Instructions for the task:
Could you copy the records below exactly, keeping none of the images?

┄┄┄┄┄┄

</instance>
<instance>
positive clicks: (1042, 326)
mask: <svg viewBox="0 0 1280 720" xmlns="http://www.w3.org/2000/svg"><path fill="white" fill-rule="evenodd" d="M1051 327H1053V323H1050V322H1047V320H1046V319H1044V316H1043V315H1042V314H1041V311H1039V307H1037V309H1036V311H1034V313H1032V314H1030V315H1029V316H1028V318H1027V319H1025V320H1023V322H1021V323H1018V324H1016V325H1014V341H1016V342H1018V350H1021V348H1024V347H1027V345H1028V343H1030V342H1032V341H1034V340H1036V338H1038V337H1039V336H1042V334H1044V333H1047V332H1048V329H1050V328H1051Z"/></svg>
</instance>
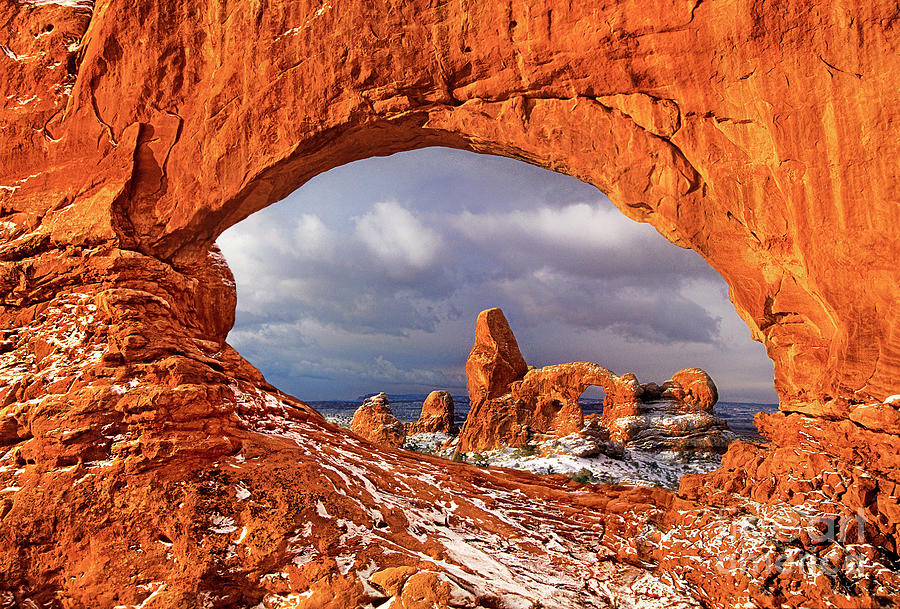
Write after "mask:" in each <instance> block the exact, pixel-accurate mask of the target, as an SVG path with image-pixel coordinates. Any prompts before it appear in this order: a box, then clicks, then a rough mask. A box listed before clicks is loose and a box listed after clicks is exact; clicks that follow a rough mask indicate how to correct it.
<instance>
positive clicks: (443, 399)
mask: <svg viewBox="0 0 900 609" xmlns="http://www.w3.org/2000/svg"><path fill="white" fill-rule="evenodd" d="M453 417H454V412H453V396H451V395H450V394H449V393H448V392H446V391H432V392H431V393H429V394H428V397H427V398H425V402H424V403H423V404H422V413H421V414H420V415H419V420H418V421H416V422H415V423H413V424H411V425H407V428H406V433H407V435H415V434H420V433H446V434H451V433H456V432H457V431H459V430H458V429H457V427H456V424H455V423H454V422H453Z"/></svg>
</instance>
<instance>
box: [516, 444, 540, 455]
mask: <svg viewBox="0 0 900 609" xmlns="http://www.w3.org/2000/svg"><path fill="white" fill-rule="evenodd" d="M536 454H538V449H537V446H535V445H534V444H523V445H522V446H520V447H519V448H517V449H516V452H515V455H516V456H517V457H519V458H523V457H533V456H535V455H536Z"/></svg>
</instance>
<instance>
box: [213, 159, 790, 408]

┄┄┄┄┄┄

Exercise answer:
</instance>
<instance>
positive clicks: (1042, 326)
mask: <svg viewBox="0 0 1280 720" xmlns="http://www.w3.org/2000/svg"><path fill="white" fill-rule="evenodd" d="M1051 327H1053V323H1050V322H1047V320H1046V319H1044V316H1043V315H1042V314H1041V311H1039V307H1037V309H1036V311H1034V313H1032V314H1030V315H1029V316H1028V318H1027V319H1025V320H1023V322H1021V323H1018V324H1016V325H1014V341H1016V342H1018V350H1021V348H1024V347H1027V345H1028V343H1030V342H1032V341H1034V340H1036V338H1038V337H1039V336H1042V334H1044V333H1047V332H1048V329H1050V328H1051Z"/></svg>
</instance>
Write after "mask:" in each <instance> block the exact, pixel-accurate mask of the target, as an SVG path with image-pixel coordinates. Any prompts before it appear in this order: a box, then clicks, then a rough mask. A box listed before clicks is loose and a box listed after clicks is exact; clicks that follow a rough mask indicate how to correct it.
<instance>
positive clicks: (443, 399)
mask: <svg viewBox="0 0 900 609" xmlns="http://www.w3.org/2000/svg"><path fill="white" fill-rule="evenodd" d="M453 417H454V412H453V396H451V395H450V394H449V393H448V392H446V391H432V392H431V393H429V394H428V397H427V398H425V402H424V403H423V404H422V413H421V414H420V415H419V420H418V421H416V422H415V423H413V424H411V425H407V428H406V433H407V435H415V434H420V433H446V434H451V433H456V432H457V431H459V430H458V429H457V427H456V424H455V423H454V422H453Z"/></svg>
</instance>
<instance>
box: [516, 444, 540, 455]
mask: <svg viewBox="0 0 900 609" xmlns="http://www.w3.org/2000/svg"><path fill="white" fill-rule="evenodd" d="M536 454H538V449H537V446H535V445H534V444H523V445H522V446H520V447H519V448H517V449H516V452H515V455H516V456H517V457H519V458H523V457H533V456H535V455H536Z"/></svg>
</instance>
<instance>
box: [213, 159, 790, 408]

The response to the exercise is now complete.